[Point-based annotation data]
□ □ □

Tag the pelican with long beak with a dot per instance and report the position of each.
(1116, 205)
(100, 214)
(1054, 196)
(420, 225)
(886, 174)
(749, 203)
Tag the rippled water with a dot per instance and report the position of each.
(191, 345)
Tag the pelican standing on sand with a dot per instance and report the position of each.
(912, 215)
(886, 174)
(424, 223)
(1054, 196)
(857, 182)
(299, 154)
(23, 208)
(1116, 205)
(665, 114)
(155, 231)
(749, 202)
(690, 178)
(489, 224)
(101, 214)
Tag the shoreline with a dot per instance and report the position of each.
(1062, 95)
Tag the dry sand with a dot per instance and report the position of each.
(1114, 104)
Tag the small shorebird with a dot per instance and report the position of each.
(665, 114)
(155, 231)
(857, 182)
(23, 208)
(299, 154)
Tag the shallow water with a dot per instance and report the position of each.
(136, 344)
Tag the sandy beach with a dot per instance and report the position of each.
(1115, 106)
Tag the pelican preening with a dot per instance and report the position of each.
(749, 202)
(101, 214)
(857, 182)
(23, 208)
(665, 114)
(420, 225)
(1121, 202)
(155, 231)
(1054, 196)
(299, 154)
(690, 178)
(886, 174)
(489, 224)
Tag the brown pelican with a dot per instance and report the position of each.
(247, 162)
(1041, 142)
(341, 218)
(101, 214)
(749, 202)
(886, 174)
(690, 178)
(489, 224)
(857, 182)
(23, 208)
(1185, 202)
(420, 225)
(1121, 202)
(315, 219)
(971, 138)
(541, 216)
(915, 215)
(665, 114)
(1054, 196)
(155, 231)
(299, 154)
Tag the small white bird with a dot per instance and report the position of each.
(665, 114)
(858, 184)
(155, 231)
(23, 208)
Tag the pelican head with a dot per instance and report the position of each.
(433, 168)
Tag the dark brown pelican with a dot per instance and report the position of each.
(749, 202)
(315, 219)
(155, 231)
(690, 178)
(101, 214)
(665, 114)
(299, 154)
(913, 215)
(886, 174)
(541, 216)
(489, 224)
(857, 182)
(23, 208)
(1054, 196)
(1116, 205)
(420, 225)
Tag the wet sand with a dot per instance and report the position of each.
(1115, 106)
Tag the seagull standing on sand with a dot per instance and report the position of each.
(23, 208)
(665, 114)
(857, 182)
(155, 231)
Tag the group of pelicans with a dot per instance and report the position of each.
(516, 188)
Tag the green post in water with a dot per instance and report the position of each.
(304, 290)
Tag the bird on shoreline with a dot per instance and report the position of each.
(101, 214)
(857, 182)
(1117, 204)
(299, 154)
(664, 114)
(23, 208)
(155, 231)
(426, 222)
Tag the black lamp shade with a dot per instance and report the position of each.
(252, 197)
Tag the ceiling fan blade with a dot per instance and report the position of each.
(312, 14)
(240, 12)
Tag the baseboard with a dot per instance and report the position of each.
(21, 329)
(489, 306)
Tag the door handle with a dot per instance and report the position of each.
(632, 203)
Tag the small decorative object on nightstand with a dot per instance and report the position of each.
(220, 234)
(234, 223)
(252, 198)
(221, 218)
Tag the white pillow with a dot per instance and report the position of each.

□ □ □

● **TASK OBJECTIVE**
Rewrite the lines above as a JSON list of strings, one string per line, omitting any blank lines.

● **ANSWER TO THIS EXERCISE**
[
  "Tag the pelican with long beak with a dot per instance and report the position of each.",
  "(1116, 205)",
  "(100, 214)",
  "(1054, 196)",
  "(420, 225)",
  "(886, 174)",
  "(749, 203)",
  "Tag the rippled water with a dot per instance and report the position of each.",
  "(191, 345)",
  "Tag the pelican standing on sand with a dot per instance and report the position of each.",
  "(912, 215)",
  "(886, 174)",
  "(424, 223)",
  "(1054, 196)",
  "(857, 182)",
  "(299, 154)",
  "(23, 208)",
  "(1116, 205)",
  "(665, 114)",
  "(155, 231)",
  "(749, 202)",
  "(690, 178)",
  "(489, 224)",
  "(101, 214)",
  "Tag the shoreline with a dot per instance and report the position of each.",
  "(1062, 95)",
  "Tag the dry sand with a dot per instance and report the position of each.",
  "(1114, 104)",
  "Tag the small shorebird with a dot per instance and report the position of each.",
  "(665, 114)",
  "(155, 231)",
  "(857, 182)",
  "(23, 208)",
  "(299, 154)",
  "Tag the shallow water with a dot per instance and report the position of each.",
  "(136, 344)",
  "Tag the sandy beach with a dot per instance and report the position of each.",
  "(1115, 106)",
  "Tag the pelican preening with a dot per instance and report the position of each.",
  "(749, 202)",
  "(101, 214)",
  "(857, 182)",
  "(23, 208)",
  "(665, 114)",
  "(420, 225)",
  "(1121, 202)",
  "(155, 231)",
  "(1054, 196)",
  "(299, 154)",
  "(690, 178)",
  "(886, 174)",
  "(489, 224)",
  "Tag the brown pelican with a dot per instance and report the position of each.",
  "(247, 162)",
  "(1041, 142)",
  "(341, 218)",
  "(101, 214)",
  "(749, 202)",
  "(886, 174)",
  "(690, 178)",
  "(489, 224)",
  "(857, 182)",
  "(23, 208)",
  "(1185, 202)",
  "(420, 225)",
  "(1121, 202)",
  "(315, 219)",
  "(971, 138)",
  "(541, 216)",
  "(915, 215)",
  "(665, 114)",
  "(1054, 196)",
  "(155, 231)",
  "(299, 154)",
  "Tag the small white bird with a dot per instance and report the position of each.",
  "(665, 114)",
  "(858, 184)",
  "(155, 231)",
  "(23, 208)",
  "Tag the pelican head with a dot per instance and report the position of each.",
  "(433, 168)",
  "Tag the dark brown pelican with a dot per instance and report the position of each.",
  "(749, 202)",
  "(315, 219)",
  "(155, 231)",
  "(690, 178)",
  "(101, 214)",
  "(665, 114)",
  "(299, 154)",
  "(913, 215)",
  "(886, 174)",
  "(541, 216)",
  "(489, 224)",
  "(857, 182)",
  "(23, 208)",
  "(1054, 196)",
  "(1116, 205)",
  "(420, 225)",
  "Tag the wet sand with a dot per instance and report the position of each.",
  "(1115, 106)",
  "Tag the seagull standing on sand with a dot per instance and report the position of each.",
  "(23, 208)",
  "(665, 114)",
  "(857, 182)",
  "(155, 231)",
  "Tag the group of pelicans with a dot per instance and report the position of each.",
  "(516, 188)",
  "Tag the green post in water with a dot per instance and report the position of each.",
  "(304, 290)",
  "Tag the bird on shoreline with a dot per instance and report the position of each.",
  "(101, 214)",
  "(857, 182)",
  "(1117, 204)",
  "(299, 154)",
  "(664, 114)",
  "(23, 208)",
  "(155, 231)",
  "(426, 222)",
  "Tag the black lamp shade with a dot per instance and report the position of each.",
  "(252, 197)",
  "Tag the ceiling fan blade with a dot per instance and report the position of each.",
  "(312, 14)",
  "(240, 12)",
  "Tag the baseboard with a dot per instance and report the position of each.",
  "(21, 329)",
  "(489, 306)",
  "Tag the door handle with a dot per instance and report the position of each.",
  "(632, 203)",
  "Tag the small decorative object on nightstand with a dot per instance and report the position of each.",
  "(220, 234)",
  "(234, 223)",
  "(252, 198)",
  "(221, 218)",
  "Tag the white pillow with a dot per instance and report the position of each."
]